What to work on =
Could you reproduce, word for word, everything below from the line containing "Exercise. Tag the framed" down to the line containing "Exercise. Tag the white side", with both of those lines included and no others?
Data in this exercise below:
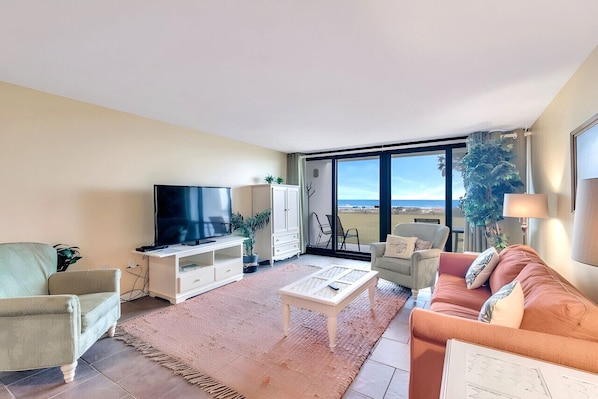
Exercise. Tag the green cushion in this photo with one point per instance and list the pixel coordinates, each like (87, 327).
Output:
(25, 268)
End of Data in this exercise.
Data in this exercise below:
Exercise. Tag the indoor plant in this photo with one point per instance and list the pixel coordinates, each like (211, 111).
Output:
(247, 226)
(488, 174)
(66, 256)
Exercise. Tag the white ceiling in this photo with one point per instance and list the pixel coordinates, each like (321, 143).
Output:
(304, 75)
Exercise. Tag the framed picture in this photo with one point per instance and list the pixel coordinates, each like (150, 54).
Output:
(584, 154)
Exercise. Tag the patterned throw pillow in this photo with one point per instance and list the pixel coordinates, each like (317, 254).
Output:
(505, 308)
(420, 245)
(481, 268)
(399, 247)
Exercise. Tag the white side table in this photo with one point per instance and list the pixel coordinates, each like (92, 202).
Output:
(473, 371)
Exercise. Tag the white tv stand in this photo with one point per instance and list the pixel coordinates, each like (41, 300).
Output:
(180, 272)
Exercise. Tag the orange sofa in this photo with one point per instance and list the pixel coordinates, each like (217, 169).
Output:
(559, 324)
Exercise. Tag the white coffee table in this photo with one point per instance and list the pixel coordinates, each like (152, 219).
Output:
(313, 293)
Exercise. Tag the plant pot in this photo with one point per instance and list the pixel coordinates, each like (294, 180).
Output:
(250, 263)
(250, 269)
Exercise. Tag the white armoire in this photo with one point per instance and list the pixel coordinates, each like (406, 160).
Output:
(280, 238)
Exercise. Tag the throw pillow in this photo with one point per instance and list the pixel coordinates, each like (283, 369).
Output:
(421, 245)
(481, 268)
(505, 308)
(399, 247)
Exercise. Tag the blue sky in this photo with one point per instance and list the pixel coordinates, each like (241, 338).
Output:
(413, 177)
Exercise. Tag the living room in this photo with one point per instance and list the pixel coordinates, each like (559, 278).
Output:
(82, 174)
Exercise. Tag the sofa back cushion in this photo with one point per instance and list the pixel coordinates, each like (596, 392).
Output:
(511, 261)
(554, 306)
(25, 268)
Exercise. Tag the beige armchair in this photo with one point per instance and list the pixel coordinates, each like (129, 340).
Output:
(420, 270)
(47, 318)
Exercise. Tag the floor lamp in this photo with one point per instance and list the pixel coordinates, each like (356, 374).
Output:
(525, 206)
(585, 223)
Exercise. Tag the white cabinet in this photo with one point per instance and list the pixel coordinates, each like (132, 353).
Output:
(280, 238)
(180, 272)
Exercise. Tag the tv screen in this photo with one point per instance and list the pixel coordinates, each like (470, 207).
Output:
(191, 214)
End of Data in this exercise.
Data in this exercise below:
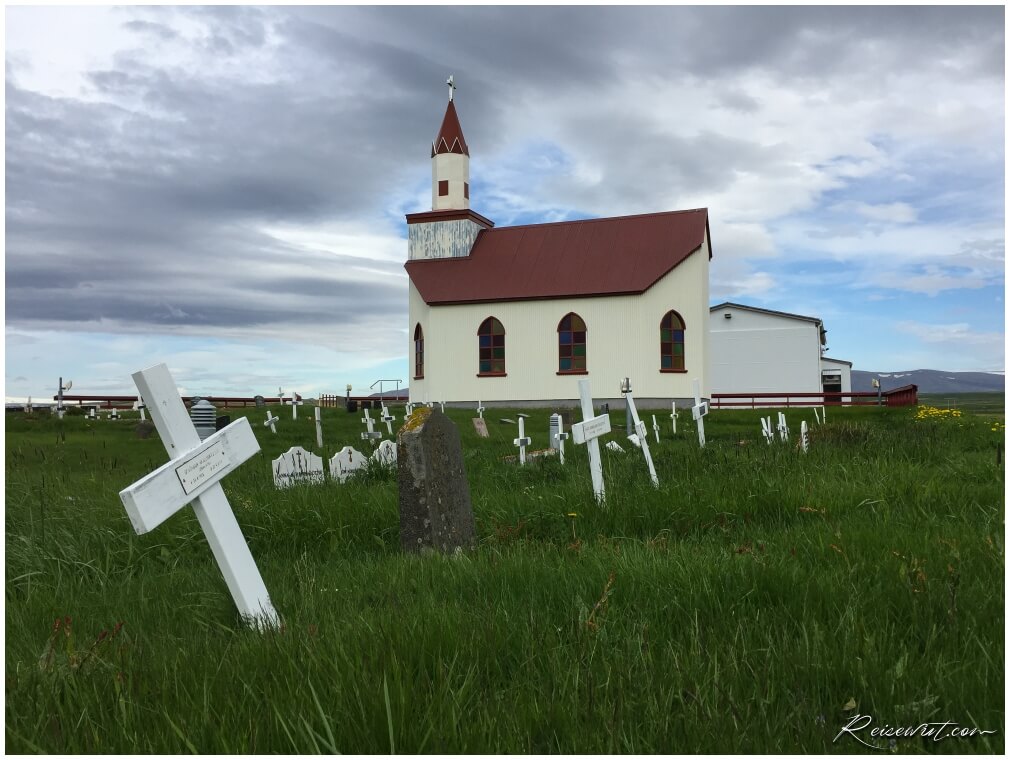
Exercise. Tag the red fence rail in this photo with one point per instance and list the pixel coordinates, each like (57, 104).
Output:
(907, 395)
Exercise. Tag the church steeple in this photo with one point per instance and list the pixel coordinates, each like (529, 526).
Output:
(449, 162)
End of Data in this exercise.
Exercise result =
Exercise. Tag the framed picture in this photo with one point per instance and list the pixel coordinates, each like (150, 54).
Output:
(584, 154)
Exercise. Tag the patterned throw pillow in this photo with one point per instance and list the pixel coordinates, each like (317, 254).
Output:
(505, 308)
(420, 245)
(481, 268)
(399, 247)
Exercise. Tag the white side table in this photo with one point per instance and list the pixel coordinates, each like (92, 202).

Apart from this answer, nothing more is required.